- [TASK INSTRUCTIONS]
Reproduce every line of the data below verbatim, without altering anything.

+ + + + + + +

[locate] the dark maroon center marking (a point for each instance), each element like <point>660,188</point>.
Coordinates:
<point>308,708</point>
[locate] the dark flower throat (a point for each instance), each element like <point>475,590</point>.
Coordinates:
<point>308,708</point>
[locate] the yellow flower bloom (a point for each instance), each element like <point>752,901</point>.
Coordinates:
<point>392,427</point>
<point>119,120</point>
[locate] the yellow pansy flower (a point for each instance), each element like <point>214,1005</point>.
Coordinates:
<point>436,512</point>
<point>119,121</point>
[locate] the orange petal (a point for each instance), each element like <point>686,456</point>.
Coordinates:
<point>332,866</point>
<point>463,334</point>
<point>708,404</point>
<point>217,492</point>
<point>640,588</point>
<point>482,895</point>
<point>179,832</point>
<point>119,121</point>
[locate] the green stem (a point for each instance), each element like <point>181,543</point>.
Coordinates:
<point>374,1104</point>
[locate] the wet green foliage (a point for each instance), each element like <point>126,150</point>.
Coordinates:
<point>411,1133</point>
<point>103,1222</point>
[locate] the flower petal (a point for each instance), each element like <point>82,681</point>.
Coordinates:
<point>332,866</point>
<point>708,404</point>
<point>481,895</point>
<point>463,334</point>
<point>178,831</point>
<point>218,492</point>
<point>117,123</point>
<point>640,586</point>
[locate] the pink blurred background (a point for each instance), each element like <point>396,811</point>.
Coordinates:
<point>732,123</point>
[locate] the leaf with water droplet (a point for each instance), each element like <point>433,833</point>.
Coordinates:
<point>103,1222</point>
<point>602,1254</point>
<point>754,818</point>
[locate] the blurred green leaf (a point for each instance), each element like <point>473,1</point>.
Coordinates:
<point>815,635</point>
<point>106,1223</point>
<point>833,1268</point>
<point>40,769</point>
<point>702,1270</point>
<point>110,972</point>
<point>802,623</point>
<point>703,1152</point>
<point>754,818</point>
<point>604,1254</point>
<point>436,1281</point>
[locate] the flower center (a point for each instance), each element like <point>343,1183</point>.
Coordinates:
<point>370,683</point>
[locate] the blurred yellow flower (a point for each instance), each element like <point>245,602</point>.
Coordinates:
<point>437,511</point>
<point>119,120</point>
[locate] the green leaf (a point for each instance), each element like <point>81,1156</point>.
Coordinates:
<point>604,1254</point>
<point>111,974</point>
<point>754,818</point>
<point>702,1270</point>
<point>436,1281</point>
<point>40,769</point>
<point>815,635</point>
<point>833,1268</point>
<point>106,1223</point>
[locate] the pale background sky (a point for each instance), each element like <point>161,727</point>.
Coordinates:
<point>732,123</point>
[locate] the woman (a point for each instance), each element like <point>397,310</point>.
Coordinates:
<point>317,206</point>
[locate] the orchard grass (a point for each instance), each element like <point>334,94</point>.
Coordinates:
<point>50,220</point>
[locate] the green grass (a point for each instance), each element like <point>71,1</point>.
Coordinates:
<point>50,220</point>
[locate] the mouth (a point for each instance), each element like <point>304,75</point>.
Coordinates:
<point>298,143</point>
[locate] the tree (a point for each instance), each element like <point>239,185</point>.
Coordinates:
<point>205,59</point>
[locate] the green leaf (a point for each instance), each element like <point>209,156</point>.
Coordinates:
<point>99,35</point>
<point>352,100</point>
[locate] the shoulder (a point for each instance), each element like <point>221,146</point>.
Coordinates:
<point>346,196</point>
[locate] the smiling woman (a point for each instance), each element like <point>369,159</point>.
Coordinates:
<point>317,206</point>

+ + + + + + +

- [WORKED SOLUTION]
[locate] the dark maroon center marking (a point for each instance), each element like <point>660,188</point>.
Coordinates:
<point>308,708</point>
[locate] the dark flower throat (a point for each instance), each element like <point>475,590</point>.
Coordinates:
<point>308,708</point>
[locate] the yellow flower bloom (a point for each instance), each element like <point>752,901</point>.
Coordinates:
<point>392,427</point>
<point>119,120</point>
[locate] the yellow pansy flower (a point for each instance), each element like <point>214,1005</point>.
Coordinates:
<point>436,512</point>
<point>119,121</point>
[locate] the orange petal (a point for each instance), each element like <point>686,456</point>.
Coordinates:
<point>332,866</point>
<point>463,334</point>
<point>708,404</point>
<point>217,492</point>
<point>640,588</point>
<point>482,895</point>
<point>179,832</point>
<point>119,121</point>
[locate] the green stem (a point for each instance), each element like <point>181,543</point>.
Coordinates:
<point>374,1104</point>
[locate] the wet green foliage (a point for each instance), each element like <point>126,150</point>.
Coordinates:
<point>411,1133</point>
<point>103,1222</point>
[locate] the flower petal (a point for each instance), each element like <point>82,681</point>.
Coordinates:
<point>332,866</point>
<point>708,404</point>
<point>481,895</point>
<point>463,334</point>
<point>178,831</point>
<point>218,492</point>
<point>117,123</point>
<point>640,586</point>
[locate] the pink blurred background (a point for each instance), each element like <point>396,811</point>.
Coordinates:
<point>732,123</point>
[locate] the leaf with water droplet (a point for each instance), each element like <point>433,833</point>.
Coordinates:
<point>103,1222</point>
<point>602,1254</point>
<point>754,818</point>
[locate] the blurred green leaf (a point for each instance), each element like <point>473,1</point>.
Coordinates:
<point>815,635</point>
<point>106,1223</point>
<point>833,1268</point>
<point>40,769</point>
<point>702,1270</point>
<point>110,972</point>
<point>802,623</point>
<point>703,1152</point>
<point>754,818</point>
<point>604,1254</point>
<point>436,1281</point>
[locate] the flower center (a point for each instance), each element like <point>343,1183</point>.
Coordinates:
<point>370,683</point>
[locate] the blurred yellow flower (a point for each instance), each element like <point>245,602</point>.
Coordinates:
<point>437,511</point>
<point>119,120</point>
[locate] the green leaf (a point for each instance), each element like <point>81,1156</point>.
Coordinates:
<point>604,1254</point>
<point>111,974</point>
<point>754,818</point>
<point>702,1270</point>
<point>436,1281</point>
<point>40,769</point>
<point>815,635</point>
<point>833,1268</point>
<point>106,1223</point>
[locate] the pale background sky (a point for each instance), each element like <point>161,727</point>.
Coordinates:
<point>732,123</point>
[locate] the woman (a point for each instance), each element like <point>397,310</point>.
Coordinates:
<point>317,206</point>
[locate] the orchard grass (a point for each instance), each element like <point>334,94</point>.
Coordinates:
<point>50,220</point>
[locate] the green grass (a point for each instance), each element like <point>71,1</point>.
Coordinates:
<point>50,220</point>
[locate] the mouth (a point for each instance), each element like <point>304,75</point>.
Coordinates:
<point>298,143</point>
[locate] the tree (a point for each instance), each element like <point>239,185</point>.
Coordinates:
<point>205,59</point>
[locate] the green leaf (a point for each instance), each element like <point>209,156</point>.
Coordinates:
<point>99,35</point>
<point>352,100</point>
[locate] the shoulder (a point for each instance), each element like <point>221,146</point>.
Coordinates:
<point>346,196</point>
[locate] the smiling woman (a point for each instance), each element like <point>369,159</point>.
Coordinates:
<point>317,206</point>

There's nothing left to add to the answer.